> [SOURCE INFORMATION]
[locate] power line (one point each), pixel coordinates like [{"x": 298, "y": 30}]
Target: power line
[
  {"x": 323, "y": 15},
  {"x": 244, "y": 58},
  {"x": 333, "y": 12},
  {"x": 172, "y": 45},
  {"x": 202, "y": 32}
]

> [TASK ITEM] Each line of the data must be returned exactly.

> [EXERCISE RESULT]
[locate] power line (one point each), pixel coordinates like [{"x": 298, "y": 30}]
Target: power line
[
  {"x": 323, "y": 15},
  {"x": 244, "y": 58},
  {"x": 333, "y": 12},
  {"x": 172, "y": 45},
  {"x": 202, "y": 32}
]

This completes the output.